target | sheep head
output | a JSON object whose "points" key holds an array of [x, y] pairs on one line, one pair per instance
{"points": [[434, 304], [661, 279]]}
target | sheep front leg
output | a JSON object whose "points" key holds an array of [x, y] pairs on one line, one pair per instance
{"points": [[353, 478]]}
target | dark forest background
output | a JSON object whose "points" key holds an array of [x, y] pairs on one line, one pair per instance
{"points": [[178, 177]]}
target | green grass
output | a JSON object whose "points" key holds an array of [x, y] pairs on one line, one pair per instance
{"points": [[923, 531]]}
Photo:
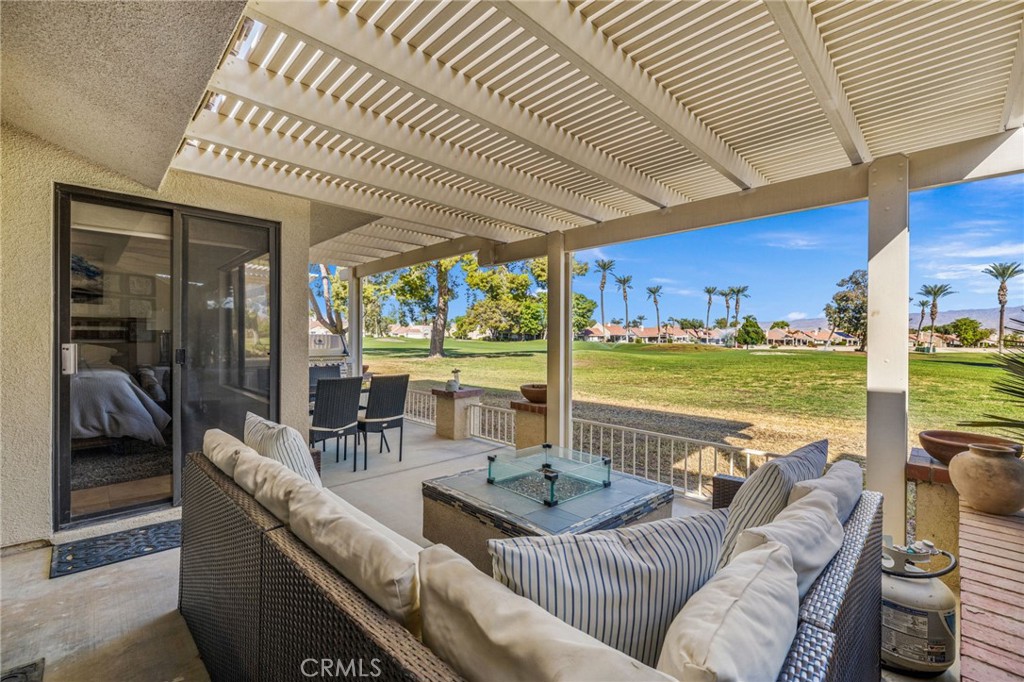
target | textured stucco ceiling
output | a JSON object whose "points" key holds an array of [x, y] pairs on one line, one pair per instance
{"points": [[328, 221], [116, 82]]}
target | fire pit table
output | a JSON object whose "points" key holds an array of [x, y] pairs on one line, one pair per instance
{"points": [[541, 491]]}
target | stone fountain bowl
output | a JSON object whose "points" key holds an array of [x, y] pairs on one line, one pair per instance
{"points": [[535, 392], [944, 445]]}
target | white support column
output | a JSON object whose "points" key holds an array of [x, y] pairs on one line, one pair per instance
{"points": [[355, 323], [888, 310], [559, 341]]}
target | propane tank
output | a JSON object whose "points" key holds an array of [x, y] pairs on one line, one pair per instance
{"points": [[919, 611]]}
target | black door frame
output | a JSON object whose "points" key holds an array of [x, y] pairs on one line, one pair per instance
{"points": [[60, 455]]}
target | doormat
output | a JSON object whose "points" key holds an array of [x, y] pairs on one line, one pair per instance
{"points": [[103, 550], [31, 673]]}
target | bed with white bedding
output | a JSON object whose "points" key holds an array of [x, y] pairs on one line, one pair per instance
{"points": [[107, 402]]}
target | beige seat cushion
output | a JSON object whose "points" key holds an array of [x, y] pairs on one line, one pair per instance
{"points": [[380, 563], [740, 625], [222, 449], [809, 527], [845, 479], [489, 634]]}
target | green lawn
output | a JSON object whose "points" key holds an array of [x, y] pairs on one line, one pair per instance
{"points": [[788, 388]]}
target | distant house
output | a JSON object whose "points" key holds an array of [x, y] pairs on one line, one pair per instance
{"points": [[614, 333], [411, 332]]}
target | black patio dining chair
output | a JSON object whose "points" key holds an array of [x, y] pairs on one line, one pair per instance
{"points": [[336, 413], [315, 374], [385, 410]]}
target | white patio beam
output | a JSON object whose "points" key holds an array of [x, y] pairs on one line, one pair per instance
{"points": [[1013, 109], [559, 355], [224, 131], [795, 22], [451, 249], [343, 35], [888, 309], [224, 167], [355, 324], [269, 91], [577, 40]]}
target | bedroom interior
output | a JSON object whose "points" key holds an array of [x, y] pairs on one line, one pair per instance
{"points": [[150, 287]]}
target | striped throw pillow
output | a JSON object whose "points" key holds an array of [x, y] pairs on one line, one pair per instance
{"points": [[282, 443], [766, 493], [622, 587]]}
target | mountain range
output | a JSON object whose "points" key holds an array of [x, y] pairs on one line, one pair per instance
{"points": [[989, 317]]}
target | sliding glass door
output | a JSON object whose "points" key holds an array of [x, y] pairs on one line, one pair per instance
{"points": [[229, 327], [167, 327]]}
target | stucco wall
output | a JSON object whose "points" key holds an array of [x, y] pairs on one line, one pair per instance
{"points": [[29, 169]]}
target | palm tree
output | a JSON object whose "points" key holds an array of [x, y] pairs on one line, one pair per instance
{"points": [[727, 295], [625, 283], [604, 266], [738, 293], [934, 293], [711, 291], [652, 294], [923, 303], [1004, 272]]}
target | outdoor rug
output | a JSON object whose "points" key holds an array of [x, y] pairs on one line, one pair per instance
{"points": [[31, 673], [103, 550]]}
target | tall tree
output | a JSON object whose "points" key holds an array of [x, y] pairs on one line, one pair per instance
{"points": [[1004, 272], [603, 266], [848, 309], [923, 304], [428, 289], [934, 293], [625, 283], [738, 293], [712, 292], [653, 293], [726, 294]]}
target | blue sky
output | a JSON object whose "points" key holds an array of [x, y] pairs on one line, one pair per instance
{"points": [[793, 262]]}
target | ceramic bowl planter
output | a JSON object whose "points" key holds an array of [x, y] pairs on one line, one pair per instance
{"points": [[990, 478], [535, 392], [944, 445]]}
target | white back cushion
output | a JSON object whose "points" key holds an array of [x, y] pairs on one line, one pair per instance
{"points": [[282, 443], [488, 634], [809, 527], [845, 479], [383, 569], [766, 493], [622, 587], [739, 627]]}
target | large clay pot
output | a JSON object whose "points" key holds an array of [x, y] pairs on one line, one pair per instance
{"points": [[990, 478]]}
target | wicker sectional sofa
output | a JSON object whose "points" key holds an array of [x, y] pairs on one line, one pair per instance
{"points": [[261, 605]]}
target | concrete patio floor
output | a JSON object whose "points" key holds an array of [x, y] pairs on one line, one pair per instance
{"points": [[121, 622]]}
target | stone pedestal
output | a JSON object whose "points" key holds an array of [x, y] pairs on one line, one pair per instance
{"points": [[530, 424], [453, 412], [936, 507]]}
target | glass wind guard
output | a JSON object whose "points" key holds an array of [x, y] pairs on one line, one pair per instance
{"points": [[549, 474]]}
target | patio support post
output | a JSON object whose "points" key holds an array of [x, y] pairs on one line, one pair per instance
{"points": [[559, 341], [355, 322], [888, 311]]}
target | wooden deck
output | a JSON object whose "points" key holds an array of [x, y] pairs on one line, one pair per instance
{"points": [[991, 596]]}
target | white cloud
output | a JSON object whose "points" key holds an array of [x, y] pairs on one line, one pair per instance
{"points": [[793, 241]]}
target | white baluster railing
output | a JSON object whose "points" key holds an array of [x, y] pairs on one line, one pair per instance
{"points": [[686, 464], [421, 407], [489, 423]]}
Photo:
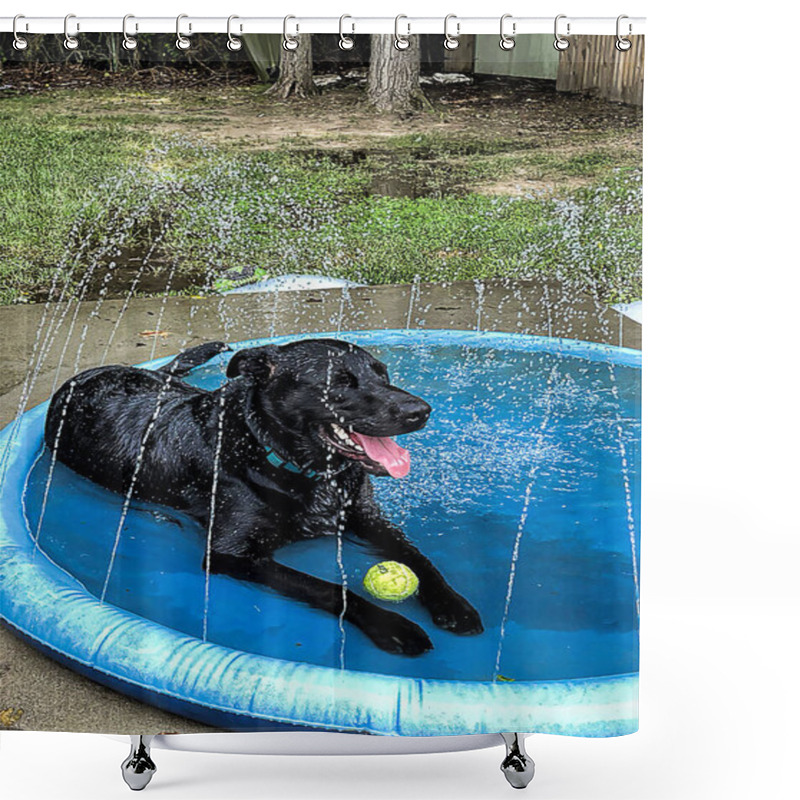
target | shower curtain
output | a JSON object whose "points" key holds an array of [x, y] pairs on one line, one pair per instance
{"points": [[320, 385]]}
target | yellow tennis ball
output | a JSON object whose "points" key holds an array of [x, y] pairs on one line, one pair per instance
{"points": [[391, 581]]}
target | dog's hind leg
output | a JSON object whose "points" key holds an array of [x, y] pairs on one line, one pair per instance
{"points": [[184, 363]]}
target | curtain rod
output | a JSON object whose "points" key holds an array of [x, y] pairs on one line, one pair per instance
{"points": [[352, 25]]}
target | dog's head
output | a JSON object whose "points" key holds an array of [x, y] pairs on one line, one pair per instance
{"points": [[325, 400]]}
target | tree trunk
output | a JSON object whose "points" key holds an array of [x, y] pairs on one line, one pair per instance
{"points": [[393, 83], [295, 72]]}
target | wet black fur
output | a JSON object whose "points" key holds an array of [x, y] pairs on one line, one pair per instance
{"points": [[278, 397]]}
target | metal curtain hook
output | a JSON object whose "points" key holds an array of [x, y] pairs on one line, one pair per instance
{"points": [[181, 41], [451, 39], [70, 42], [560, 43], [507, 40], [234, 44], [128, 41], [19, 42], [622, 43], [401, 41], [346, 42], [290, 39]]}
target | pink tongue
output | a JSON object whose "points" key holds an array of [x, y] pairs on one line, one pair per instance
{"points": [[386, 451]]}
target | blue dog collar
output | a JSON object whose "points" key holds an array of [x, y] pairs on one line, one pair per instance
{"points": [[289, 466]]}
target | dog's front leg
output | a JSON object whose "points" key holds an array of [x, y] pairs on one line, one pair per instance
{"points": [[389, 631], [448, 609]]}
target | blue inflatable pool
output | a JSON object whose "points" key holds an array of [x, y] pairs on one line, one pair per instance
{"points": [[528, 466]]}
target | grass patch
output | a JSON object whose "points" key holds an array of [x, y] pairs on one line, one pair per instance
{"points": [[78, 192]]}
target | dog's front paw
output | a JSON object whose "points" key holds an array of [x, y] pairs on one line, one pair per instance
{"points": [[453, 613], [396, 634]]}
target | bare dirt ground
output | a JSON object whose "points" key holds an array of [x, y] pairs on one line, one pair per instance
{"points": [[232, 107]]}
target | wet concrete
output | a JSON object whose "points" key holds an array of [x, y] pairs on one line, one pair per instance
{"points": [[36, 693]]}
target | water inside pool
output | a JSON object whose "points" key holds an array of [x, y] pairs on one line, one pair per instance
{"points": [[505, 424]]}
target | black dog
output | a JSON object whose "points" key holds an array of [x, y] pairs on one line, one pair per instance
{"points": [[302, 426]]}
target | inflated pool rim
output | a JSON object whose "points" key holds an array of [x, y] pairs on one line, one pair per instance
{"points": [[46, 606]]}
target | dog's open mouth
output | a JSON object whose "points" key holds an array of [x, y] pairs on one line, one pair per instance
{"points": [[380, 455]]}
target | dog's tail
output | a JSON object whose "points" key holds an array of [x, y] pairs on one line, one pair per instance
{"points": [[184, 363]]}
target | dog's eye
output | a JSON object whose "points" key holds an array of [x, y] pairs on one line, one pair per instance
{"points": [[345, 380]]}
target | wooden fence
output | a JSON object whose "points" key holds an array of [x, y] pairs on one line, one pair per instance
{"points": [[593, 64]]}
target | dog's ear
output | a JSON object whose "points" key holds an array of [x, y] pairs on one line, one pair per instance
{"points": [[257, 363]]}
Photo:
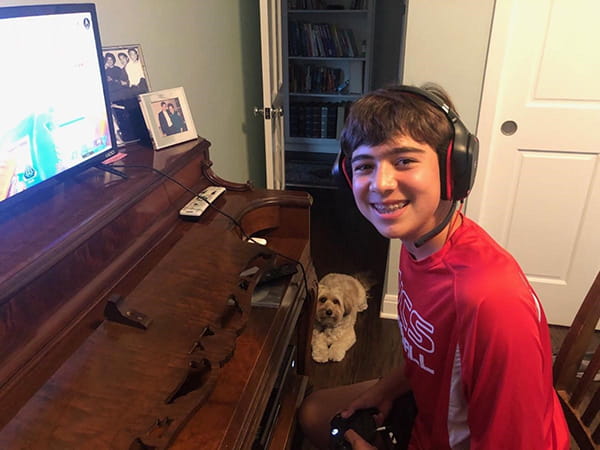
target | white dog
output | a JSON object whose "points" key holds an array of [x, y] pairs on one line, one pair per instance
{"points": [[340, 298]]}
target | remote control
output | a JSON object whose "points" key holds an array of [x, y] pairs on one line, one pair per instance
{"points": [[198, 204]]}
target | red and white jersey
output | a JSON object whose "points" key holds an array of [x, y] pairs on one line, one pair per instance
{"points": [[477, 349]]}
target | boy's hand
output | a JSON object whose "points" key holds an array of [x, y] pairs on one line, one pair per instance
{"points": [[357, 442]]}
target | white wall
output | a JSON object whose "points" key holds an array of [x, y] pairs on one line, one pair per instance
{"points": [[446, 43], [212, 49]]}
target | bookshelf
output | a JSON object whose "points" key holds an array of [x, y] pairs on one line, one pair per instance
{"points": [[328, 51]]}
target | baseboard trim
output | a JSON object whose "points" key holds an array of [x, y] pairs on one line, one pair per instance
{"points": [[389, 307]]}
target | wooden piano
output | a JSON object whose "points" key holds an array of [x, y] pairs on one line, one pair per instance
{"points": [[123, 326]]}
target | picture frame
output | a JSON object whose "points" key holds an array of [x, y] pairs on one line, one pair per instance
{"points": [[168, 117], [127, 77]]}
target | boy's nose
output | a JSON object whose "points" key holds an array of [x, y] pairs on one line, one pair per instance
{"points": [[384, 179]]}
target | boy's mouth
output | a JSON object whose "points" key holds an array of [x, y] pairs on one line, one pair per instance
{"points": [[387, 208]]}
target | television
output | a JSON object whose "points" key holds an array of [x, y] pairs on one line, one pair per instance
{"points": [[55, 116]]}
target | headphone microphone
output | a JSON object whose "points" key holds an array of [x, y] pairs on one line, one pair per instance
{"points": [[457, 164]]}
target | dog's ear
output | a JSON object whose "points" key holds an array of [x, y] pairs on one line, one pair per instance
{"points": [[348, 306]]}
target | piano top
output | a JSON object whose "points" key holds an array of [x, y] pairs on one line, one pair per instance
{"points": [[184, 342]]}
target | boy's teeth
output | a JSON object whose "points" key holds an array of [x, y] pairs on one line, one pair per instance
{"points": [[389, 208]]}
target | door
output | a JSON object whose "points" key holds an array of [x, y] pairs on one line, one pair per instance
{"points": [[272, 109], [538, 186]]}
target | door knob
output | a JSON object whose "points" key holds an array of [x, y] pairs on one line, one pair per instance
{"points": [[509, 127]]}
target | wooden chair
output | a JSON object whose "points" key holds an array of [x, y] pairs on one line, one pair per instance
{"points": [[579, 395]]}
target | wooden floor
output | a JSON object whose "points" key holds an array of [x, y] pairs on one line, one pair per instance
{"points": [[343, 241]]}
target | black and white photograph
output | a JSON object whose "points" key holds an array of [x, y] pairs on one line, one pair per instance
{"points": [[126, 77], [168, 117]]}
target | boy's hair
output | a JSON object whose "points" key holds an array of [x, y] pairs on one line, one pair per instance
{"points": [[385, 113]]}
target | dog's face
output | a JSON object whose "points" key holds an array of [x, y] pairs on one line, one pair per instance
{"points": [[332, 307]]}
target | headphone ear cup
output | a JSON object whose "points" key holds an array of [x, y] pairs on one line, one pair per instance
{"points": [[463, 160], [342, 169]]}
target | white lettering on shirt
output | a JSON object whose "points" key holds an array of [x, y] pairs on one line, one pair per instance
{"points": [[416, 332]]}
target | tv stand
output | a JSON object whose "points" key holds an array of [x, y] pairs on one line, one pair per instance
{"points": [[109, 169]]}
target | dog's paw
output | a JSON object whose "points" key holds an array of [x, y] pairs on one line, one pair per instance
{"points": [[336, 354], [320, 357]]}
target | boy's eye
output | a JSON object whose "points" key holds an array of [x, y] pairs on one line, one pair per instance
{"points": [[404, 162], [361, 167]]}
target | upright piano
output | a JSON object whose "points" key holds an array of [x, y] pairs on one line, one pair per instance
{"points": [[124, 326]]}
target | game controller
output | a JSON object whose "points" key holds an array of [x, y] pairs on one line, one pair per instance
{"points": [[362, 421]]}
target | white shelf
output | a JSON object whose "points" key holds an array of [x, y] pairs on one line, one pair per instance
{"points": [[348, 32]]}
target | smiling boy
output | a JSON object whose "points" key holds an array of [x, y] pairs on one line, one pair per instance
{"points": [[476, 344]]}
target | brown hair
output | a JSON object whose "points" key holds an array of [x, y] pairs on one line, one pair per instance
{"points": [[381, 115]]}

══════════

◆ **What is being asked**:
Take the line with "target | upright piano" and all lines after it to the last line, and reproduce them exactly.

◆ **Task output**:
target | upright piano
output | a JSON object whose "points" key holds an array of [x, y] pairs on one line, one pair per instance
{"points": [[124, 326]]}
target | game controller
output | a JSON object whose "points" key holds an array of [x, y] pairs on one line, one pair per instance
{"points": [[362, 421]]}
target | white shelf
output | a JSON object whose "points" key holds an array of [x, y] pairs on one line, one pair per instance
{"points": [[348, 32]]}
target | smiling boy
output | a JSON object whose "points" key holds an array of [x, y] pairs on one line, one pair per instance
{"points": [[476, 344]]}
target | brown hair
output | a JSON object whose "points" key holds an array of [x, y] pairs on one line, one pair per instance
{"points": [[381, 115]]}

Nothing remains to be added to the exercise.